Work to do → Report every line of the items below that contains the string "butt", treating case as significant.

Data lines →
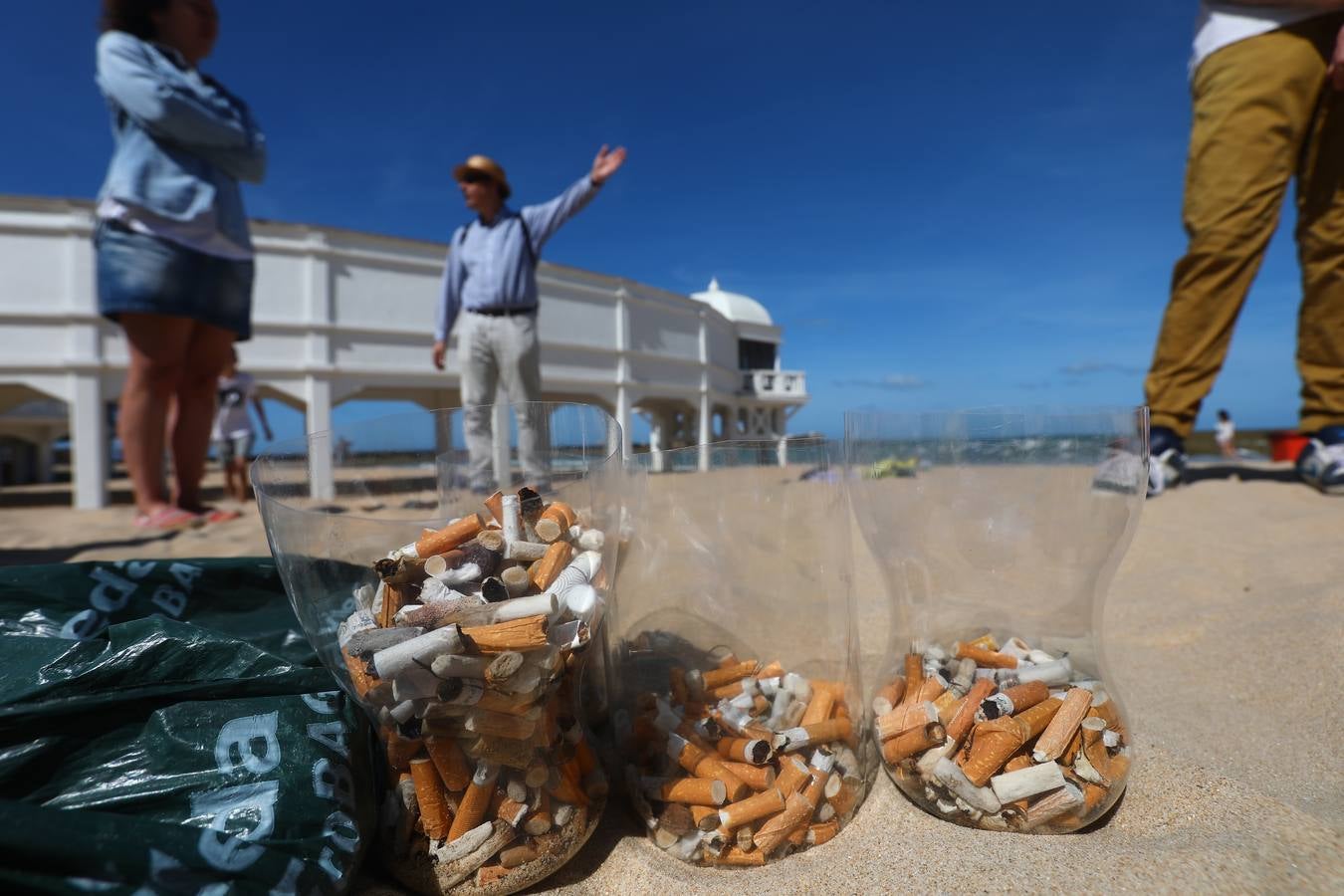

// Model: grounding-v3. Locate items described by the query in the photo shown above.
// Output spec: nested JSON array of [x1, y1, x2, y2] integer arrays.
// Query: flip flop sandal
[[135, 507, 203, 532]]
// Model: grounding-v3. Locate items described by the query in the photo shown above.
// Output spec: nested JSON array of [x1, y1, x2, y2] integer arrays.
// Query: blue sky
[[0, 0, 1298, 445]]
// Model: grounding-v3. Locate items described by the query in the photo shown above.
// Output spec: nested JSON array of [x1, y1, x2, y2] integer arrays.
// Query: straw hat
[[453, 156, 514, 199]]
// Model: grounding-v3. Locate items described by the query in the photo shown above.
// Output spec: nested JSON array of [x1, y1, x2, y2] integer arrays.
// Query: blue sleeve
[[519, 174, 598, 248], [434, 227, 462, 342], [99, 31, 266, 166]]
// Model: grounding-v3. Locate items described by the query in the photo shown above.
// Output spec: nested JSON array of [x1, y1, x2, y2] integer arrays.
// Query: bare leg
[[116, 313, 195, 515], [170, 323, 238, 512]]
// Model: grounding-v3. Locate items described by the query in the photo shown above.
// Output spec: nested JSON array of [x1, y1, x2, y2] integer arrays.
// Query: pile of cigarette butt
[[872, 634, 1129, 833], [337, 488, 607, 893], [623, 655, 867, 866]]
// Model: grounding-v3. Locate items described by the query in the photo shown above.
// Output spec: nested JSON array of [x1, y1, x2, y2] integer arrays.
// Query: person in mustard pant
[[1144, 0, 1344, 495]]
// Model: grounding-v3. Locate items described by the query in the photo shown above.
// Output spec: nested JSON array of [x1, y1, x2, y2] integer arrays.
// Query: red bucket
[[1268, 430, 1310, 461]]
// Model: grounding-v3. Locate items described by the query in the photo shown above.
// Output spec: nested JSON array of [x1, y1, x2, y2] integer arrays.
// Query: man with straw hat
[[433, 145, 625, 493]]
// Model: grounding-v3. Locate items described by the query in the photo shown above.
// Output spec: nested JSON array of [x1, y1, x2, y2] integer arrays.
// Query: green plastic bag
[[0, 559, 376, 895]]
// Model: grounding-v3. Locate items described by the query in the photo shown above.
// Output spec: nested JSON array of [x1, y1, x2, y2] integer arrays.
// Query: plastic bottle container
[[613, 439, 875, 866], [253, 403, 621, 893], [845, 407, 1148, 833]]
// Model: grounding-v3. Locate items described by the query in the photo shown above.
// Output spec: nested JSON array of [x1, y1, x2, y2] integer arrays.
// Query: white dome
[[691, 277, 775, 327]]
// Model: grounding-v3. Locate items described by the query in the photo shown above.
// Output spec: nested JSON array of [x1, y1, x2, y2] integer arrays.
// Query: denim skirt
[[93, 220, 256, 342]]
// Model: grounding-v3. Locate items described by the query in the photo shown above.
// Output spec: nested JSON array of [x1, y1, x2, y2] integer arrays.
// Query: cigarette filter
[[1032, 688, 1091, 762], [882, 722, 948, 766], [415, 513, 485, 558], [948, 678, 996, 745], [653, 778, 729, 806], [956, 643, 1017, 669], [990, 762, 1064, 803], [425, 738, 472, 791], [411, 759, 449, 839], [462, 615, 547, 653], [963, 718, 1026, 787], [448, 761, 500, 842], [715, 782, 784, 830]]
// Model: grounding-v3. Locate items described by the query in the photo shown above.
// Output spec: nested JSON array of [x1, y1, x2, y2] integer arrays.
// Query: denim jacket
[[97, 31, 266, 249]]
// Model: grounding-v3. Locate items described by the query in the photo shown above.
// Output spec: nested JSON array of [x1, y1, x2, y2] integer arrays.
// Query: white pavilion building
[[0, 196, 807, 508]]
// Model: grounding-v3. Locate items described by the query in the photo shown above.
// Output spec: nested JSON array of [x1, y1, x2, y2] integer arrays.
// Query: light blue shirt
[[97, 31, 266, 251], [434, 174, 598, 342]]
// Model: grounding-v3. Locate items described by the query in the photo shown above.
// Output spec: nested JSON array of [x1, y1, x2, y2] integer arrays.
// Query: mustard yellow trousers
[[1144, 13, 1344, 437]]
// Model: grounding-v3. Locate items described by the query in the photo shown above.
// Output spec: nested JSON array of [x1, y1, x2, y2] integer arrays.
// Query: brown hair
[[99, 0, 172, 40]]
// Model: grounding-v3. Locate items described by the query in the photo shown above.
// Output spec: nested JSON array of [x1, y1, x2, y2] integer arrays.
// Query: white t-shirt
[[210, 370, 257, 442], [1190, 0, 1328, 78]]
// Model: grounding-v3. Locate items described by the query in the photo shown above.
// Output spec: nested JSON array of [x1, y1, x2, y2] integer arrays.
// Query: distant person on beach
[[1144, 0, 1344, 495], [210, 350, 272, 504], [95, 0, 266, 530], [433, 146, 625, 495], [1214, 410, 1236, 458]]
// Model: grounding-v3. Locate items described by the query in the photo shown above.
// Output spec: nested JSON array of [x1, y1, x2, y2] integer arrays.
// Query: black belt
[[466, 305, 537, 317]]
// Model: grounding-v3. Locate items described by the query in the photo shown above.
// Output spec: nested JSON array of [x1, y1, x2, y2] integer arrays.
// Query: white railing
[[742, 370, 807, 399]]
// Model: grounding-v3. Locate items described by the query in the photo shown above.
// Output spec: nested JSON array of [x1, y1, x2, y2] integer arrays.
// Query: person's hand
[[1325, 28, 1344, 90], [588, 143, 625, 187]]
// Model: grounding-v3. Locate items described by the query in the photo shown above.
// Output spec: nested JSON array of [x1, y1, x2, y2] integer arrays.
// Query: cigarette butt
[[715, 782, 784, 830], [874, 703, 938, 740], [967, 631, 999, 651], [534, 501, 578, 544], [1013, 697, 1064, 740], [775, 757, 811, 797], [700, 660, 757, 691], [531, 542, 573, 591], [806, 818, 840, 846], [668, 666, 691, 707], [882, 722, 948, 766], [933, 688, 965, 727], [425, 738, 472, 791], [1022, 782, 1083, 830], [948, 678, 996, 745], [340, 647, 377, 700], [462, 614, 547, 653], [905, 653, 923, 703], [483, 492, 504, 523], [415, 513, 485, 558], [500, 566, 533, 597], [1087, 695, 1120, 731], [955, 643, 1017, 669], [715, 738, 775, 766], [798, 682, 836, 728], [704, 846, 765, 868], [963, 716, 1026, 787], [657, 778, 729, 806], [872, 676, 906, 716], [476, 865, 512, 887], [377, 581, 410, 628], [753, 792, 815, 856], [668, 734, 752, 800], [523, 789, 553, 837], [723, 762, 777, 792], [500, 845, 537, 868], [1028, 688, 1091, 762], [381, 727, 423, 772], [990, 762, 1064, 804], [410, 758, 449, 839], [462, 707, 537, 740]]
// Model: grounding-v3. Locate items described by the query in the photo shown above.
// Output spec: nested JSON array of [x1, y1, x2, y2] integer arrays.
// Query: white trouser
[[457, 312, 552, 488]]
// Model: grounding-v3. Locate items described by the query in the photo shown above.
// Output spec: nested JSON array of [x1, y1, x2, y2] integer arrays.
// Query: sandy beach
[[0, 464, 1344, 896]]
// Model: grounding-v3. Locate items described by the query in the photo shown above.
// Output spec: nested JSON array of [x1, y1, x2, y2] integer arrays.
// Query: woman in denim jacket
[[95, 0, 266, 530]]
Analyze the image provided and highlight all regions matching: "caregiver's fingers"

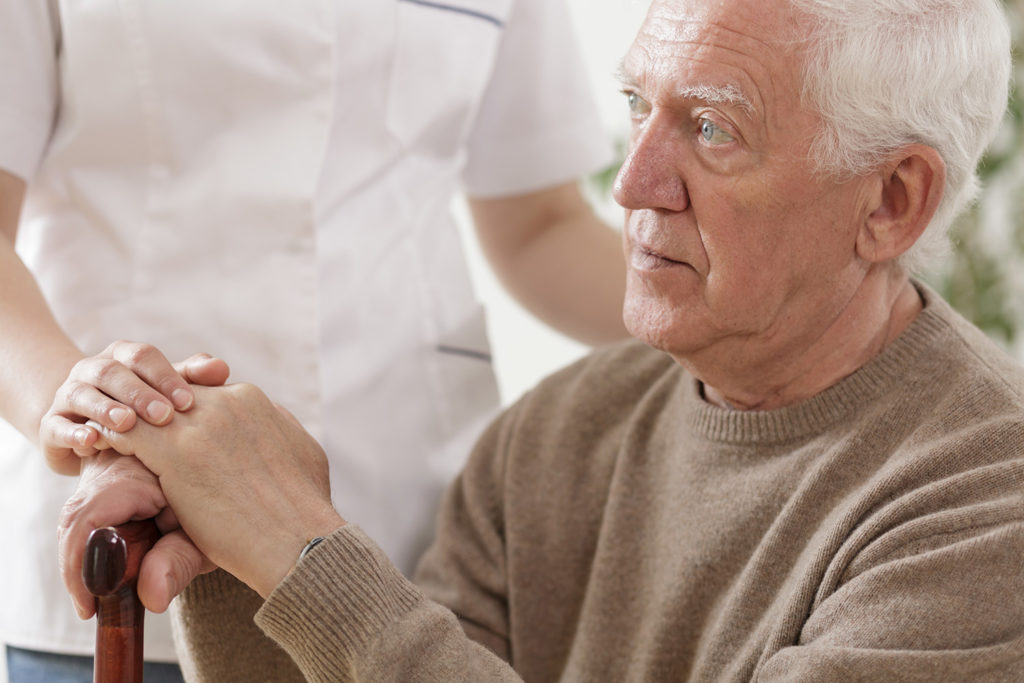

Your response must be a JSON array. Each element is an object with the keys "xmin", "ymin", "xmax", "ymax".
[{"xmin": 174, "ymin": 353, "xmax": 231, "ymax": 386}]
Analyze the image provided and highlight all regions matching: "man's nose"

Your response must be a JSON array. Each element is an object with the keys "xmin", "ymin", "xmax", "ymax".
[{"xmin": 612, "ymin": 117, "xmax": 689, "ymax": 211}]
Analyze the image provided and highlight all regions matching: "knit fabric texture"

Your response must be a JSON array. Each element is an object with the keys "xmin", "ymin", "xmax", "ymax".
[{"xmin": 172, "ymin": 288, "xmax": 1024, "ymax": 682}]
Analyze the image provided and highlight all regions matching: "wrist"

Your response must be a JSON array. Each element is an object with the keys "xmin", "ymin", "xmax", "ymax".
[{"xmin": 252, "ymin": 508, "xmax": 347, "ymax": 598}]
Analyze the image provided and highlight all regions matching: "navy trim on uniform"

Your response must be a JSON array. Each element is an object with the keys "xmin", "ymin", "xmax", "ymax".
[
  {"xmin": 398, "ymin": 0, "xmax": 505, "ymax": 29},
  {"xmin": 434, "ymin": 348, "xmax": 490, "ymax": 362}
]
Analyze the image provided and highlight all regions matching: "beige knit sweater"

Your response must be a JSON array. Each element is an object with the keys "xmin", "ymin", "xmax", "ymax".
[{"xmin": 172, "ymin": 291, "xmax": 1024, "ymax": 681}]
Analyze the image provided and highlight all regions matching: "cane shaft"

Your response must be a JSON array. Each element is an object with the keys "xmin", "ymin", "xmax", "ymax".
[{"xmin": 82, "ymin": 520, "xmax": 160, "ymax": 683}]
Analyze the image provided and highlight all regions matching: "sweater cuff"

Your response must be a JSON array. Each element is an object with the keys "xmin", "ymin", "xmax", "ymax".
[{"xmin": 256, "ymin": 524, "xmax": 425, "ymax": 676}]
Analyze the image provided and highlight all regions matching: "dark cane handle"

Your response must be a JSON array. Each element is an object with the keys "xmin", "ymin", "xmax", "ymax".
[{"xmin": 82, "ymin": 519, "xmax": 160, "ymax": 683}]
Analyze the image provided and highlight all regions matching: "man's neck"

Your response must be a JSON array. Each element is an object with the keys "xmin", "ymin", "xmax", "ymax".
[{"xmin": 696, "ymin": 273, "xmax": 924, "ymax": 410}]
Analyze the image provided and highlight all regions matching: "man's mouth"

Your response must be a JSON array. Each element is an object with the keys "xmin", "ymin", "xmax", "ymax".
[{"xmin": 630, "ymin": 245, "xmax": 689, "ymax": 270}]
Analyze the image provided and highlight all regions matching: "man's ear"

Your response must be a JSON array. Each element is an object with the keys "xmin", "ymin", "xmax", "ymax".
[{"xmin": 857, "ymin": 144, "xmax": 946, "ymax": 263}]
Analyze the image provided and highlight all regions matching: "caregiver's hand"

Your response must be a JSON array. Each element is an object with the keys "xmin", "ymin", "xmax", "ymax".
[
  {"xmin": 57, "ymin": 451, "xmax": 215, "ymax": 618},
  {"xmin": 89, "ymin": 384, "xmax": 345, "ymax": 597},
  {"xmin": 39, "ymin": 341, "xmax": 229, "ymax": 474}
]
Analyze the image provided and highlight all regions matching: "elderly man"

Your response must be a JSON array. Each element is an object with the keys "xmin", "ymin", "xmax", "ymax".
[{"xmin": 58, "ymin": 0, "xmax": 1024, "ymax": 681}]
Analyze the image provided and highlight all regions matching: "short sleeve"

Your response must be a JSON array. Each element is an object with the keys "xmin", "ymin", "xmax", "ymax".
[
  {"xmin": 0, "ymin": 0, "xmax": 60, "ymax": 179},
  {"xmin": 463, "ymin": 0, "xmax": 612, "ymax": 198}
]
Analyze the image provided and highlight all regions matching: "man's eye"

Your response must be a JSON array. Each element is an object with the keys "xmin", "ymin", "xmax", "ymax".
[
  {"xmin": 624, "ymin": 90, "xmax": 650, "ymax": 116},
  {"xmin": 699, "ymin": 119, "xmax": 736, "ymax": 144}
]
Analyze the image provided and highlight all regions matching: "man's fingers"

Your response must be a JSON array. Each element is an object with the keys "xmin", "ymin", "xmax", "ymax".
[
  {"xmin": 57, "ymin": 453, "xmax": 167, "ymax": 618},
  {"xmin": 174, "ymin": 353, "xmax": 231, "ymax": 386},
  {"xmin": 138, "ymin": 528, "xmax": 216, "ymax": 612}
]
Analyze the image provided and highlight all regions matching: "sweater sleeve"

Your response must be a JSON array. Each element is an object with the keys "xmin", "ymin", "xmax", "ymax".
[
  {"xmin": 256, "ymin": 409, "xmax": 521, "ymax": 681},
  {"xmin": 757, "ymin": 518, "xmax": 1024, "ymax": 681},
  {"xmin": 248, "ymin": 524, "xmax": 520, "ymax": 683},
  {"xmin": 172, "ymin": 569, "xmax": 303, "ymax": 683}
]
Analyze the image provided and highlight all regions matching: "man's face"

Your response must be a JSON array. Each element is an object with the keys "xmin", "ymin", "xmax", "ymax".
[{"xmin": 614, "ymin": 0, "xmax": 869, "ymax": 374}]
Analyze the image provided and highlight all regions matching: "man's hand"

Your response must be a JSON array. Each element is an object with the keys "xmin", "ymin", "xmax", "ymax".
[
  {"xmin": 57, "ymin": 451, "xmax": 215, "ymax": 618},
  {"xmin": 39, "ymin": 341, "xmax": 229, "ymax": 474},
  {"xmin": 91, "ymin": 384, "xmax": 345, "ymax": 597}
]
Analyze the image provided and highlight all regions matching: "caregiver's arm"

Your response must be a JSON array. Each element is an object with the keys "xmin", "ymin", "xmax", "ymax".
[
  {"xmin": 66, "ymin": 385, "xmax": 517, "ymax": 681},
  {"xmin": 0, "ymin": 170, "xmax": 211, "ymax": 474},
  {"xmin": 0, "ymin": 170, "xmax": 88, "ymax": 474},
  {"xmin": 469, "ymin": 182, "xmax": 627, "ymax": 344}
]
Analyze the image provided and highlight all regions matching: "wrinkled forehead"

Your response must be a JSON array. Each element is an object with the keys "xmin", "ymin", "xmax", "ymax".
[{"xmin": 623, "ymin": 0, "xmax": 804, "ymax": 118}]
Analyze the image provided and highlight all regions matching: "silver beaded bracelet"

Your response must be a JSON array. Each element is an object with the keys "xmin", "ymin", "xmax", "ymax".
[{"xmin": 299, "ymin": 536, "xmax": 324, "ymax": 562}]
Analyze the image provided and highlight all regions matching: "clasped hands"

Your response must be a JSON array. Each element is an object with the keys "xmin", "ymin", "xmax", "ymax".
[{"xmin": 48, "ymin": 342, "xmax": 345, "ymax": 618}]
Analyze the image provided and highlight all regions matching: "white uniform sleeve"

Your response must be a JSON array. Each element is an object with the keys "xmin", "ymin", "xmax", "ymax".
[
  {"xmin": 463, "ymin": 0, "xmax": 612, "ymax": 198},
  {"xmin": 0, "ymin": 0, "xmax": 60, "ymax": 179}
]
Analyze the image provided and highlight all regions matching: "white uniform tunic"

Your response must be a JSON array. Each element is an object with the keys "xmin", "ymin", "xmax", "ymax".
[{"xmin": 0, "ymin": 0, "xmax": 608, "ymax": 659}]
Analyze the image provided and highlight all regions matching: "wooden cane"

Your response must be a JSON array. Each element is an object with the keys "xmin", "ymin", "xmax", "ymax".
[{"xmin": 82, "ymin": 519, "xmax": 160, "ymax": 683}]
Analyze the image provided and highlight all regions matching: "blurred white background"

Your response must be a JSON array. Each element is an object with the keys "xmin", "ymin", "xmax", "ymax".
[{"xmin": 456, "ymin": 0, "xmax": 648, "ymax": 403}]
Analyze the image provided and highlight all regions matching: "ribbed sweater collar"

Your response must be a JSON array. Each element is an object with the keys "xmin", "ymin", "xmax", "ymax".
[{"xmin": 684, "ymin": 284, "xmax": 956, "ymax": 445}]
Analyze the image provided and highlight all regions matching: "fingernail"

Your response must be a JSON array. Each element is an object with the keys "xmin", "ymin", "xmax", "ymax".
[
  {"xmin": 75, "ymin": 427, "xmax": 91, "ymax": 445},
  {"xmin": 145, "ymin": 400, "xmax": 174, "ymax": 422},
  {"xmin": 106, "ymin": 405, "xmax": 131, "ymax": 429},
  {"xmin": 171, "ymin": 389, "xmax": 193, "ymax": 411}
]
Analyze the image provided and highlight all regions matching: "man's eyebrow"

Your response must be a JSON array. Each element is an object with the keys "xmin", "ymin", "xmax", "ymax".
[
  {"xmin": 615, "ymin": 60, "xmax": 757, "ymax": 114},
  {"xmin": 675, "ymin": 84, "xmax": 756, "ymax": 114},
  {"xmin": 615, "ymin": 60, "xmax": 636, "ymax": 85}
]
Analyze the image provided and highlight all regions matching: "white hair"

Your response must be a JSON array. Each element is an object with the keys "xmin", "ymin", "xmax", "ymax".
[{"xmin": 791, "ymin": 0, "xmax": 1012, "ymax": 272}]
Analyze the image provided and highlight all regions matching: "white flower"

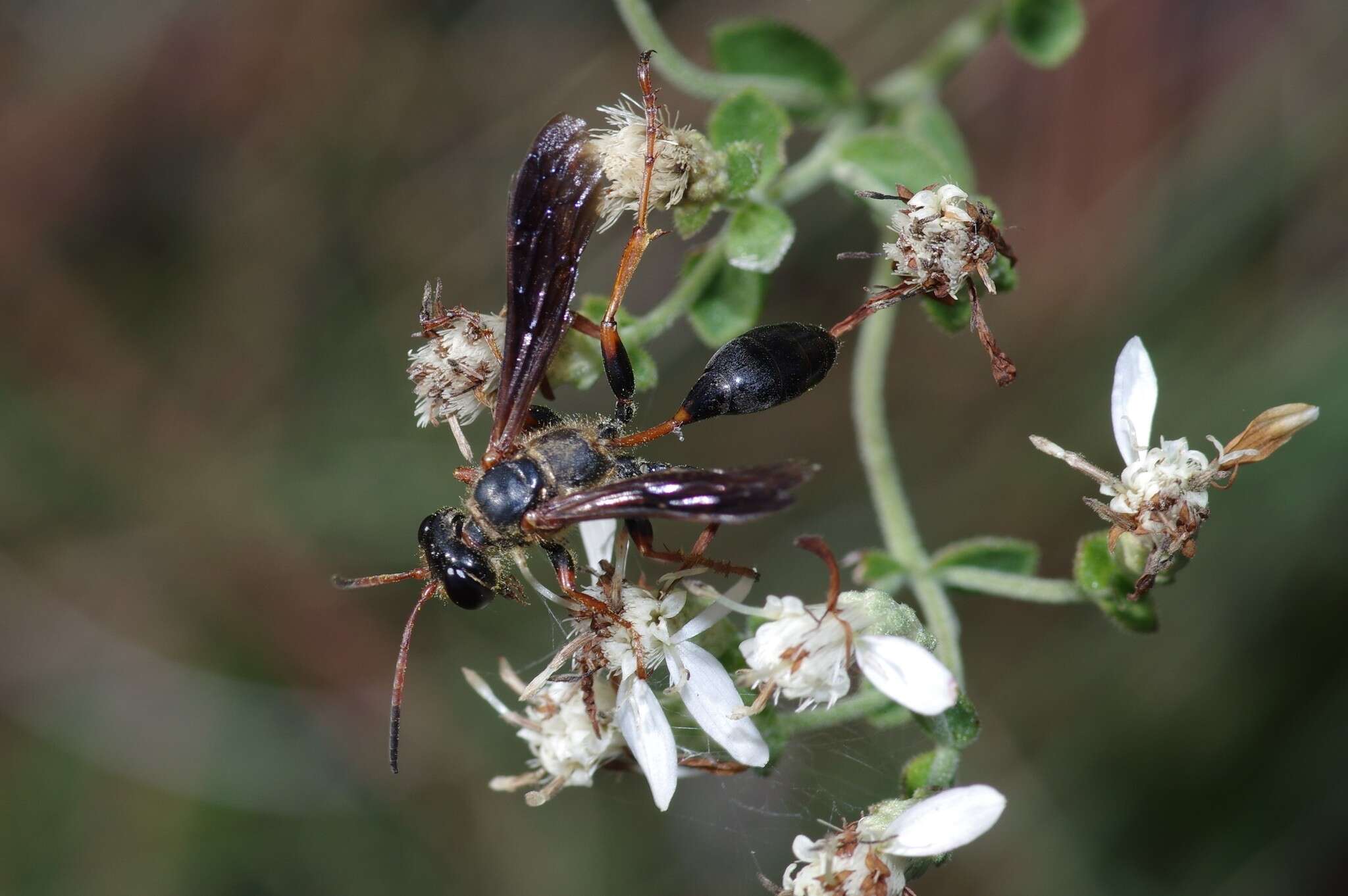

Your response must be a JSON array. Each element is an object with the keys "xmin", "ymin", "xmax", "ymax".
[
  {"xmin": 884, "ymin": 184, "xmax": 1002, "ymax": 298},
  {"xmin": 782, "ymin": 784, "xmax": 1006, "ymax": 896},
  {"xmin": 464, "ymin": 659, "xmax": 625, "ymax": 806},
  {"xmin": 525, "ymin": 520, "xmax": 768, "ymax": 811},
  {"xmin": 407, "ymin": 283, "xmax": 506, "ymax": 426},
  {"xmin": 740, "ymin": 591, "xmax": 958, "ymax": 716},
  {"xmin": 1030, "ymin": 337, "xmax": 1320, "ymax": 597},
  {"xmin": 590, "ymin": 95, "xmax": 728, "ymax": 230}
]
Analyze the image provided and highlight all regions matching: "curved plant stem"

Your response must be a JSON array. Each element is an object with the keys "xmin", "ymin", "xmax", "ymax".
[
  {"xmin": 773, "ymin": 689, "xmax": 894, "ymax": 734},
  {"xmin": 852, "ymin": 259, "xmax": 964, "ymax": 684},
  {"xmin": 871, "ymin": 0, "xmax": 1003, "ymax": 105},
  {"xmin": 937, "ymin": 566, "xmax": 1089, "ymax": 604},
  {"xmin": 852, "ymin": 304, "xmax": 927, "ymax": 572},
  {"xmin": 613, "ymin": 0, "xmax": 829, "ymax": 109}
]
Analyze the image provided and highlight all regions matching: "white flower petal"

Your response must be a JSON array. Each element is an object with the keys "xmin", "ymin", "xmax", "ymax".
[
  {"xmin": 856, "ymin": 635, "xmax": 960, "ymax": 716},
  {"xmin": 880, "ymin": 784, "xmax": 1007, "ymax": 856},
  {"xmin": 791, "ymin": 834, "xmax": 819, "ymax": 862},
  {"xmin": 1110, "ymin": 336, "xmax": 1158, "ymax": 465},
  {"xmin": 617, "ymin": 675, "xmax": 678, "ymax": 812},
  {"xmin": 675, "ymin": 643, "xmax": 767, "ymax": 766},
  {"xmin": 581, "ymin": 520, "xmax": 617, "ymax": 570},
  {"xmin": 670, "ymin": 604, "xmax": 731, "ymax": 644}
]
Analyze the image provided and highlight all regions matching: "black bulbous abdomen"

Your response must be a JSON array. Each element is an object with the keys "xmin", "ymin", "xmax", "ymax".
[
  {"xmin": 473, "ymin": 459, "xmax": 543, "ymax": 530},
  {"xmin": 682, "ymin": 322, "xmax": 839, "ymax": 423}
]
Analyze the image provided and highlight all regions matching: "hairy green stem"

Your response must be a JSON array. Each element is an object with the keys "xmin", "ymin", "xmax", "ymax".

Exercise answer →
// Query: pile of cigarette butt
// Query: cigarette butt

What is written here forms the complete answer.